**Exercise input:**
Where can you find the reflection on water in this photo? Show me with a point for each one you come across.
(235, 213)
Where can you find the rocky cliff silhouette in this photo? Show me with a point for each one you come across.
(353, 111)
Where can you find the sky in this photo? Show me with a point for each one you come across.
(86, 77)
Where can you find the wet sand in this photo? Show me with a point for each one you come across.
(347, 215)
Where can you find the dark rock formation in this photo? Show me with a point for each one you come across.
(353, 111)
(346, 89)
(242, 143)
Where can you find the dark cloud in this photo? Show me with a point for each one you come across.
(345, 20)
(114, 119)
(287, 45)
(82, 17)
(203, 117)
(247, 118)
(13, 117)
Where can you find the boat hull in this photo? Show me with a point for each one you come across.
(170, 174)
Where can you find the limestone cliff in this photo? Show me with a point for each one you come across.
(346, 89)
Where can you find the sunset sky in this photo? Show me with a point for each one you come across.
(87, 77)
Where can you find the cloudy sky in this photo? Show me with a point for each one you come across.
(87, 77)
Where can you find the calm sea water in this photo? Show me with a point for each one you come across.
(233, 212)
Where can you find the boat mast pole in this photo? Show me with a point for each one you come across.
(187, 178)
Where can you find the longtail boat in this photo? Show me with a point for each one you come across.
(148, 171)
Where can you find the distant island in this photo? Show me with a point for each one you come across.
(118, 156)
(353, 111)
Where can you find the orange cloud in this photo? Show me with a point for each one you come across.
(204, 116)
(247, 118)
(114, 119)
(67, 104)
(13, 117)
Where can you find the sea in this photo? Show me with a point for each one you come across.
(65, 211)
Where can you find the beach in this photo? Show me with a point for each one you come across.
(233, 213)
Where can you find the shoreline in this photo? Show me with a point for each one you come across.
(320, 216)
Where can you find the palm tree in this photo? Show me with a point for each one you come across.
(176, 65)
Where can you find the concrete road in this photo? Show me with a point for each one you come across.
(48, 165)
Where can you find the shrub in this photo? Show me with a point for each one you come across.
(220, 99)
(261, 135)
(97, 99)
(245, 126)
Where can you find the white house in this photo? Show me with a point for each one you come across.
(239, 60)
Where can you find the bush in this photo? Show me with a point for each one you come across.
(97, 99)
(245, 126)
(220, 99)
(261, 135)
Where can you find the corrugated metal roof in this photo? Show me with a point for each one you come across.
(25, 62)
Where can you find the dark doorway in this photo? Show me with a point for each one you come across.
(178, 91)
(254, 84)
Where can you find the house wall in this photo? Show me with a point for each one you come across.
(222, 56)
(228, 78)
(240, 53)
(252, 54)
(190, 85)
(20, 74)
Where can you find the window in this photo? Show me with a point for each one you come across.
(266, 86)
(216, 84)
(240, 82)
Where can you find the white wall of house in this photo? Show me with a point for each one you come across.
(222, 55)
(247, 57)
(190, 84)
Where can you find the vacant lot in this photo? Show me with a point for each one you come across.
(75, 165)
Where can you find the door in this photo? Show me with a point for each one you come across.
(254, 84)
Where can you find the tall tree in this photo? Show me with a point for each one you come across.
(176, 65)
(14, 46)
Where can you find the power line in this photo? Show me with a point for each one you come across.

**Work to do:** Extract all lines as given.

**Solved exercise:**
Where can you find the reflection on water in this photo? Show me with a point for each one you come across.
(235, 213)
Where can you find the rocky cliff silhouette in this photo? Show me with a point for each one you come across.
(353, 111)
Where can you find the sky in this photo? Show me with a point for each one you come across.
(86, 77)
Where can you find the wet sand in this photo? Show me with a point for each one you come across.
(347, 215)
Where can you find the dark rock formation in this photo? Show me with a point for each one you come across.
(353, 111)
(346, 89)
(242, 143)
Where can you find the dark cloud in this photo? Show me with a point for each one you come across.
(345, 20)
(114, 119)
(287, 45)
(82, 17)
(203, 117)
(247, 118)
(13, 117)
Where can you find the boat hull in this photo? Show me with a point for each one you come across.
(170, 174)
Where can you find the limestone cliff in this photo? Show me with a point for each one you come across.
(346, 89)
Where can you find the sunset sky in this photo? Show me with a point for each one you come across.
(87, 77)
Where can you find the cloudy sky in this photo? Show me with a point for each one you come across.
(87, 77)
Where can you find the calm sea water in this photo? Show me with a point for each one you come across.
(233, 212)
Where can you find the boat mast pole in this photo? Show me with a point for each one you come across.
(187, 178)
Where can you find the longtail boat in this photo? Show me with a point for each one you come across.
(148, 171)
Where can you find the distant island in this photo? Show me with a point for each one you come across.
(118, 156)
(353, 111)
Where can you find the orange cloud in this photo? Show me with a point for each one you come across.
(204, 116)
(247, 118)
(114, 119)
(67, 104)
(13, 117)
Where can you find the sea in this photo? Show me with a point for each one you come across.
(65, 211)
Where can you find the beach in this photo? Show me with a point for each one you come across.
(233, 213)
Where can you find the shoreline in this photo? Show me with a point for each one you come across.
(320, 216)
Where can you find the palm tree in this photo? Show me with a point for each one you come across.
(176, 65)
Where can you find the concrete road in this photo? Show me with a point for each one you come across.
(48, 165)
Where can you find the shrub in this photo? Show me with a point for each one you come across.
(220, 99)
(261, 135)
(97, 99)
(245, 126)
Where can you find the white house in this photo? Show me with a point for each one you come across.
(239, 60)
Where can you find the bush in this photo? Show me with a point for each one you come across.
(97, 99)
(245, 126)
(220, 99)
(261, 135)
Where can you find the corrugated metal roof in this photo? Show me with a point for each one you come across.
(25, 62)
Where can you find the dark doorway in this photo? Show me with a point for each one you come across.
(178, 91)
(254, 84)
Where can you find the house wall in this photo? Show me with a point for each one you come across.
(222, 56)
(228, 78)
(240, 53)
(252, 54)
(190, 85)
(20, 74)
Where can you find the window in this photo? Show me with a point for each one you come across.
(266, 86)
(216, 84)
(240, 82)
Where can you find the white wall of house in this photo? Show me with a point for each one you come across.
(222, 55)
(247, 57)
(190, 84)
Where can you find the vacant lot in this photo? Show me with a point for each one you come across.
(75, 165)
Where can you find the door in this photo? Show me with a point for each one you come across.
(254, 84)
Where can you find the tall tree in this photo? Show me with a point for each one you come across.
(176, 65)
(14, 46)
Where can you find the power line in this photo? Show me with a point for each one you come across.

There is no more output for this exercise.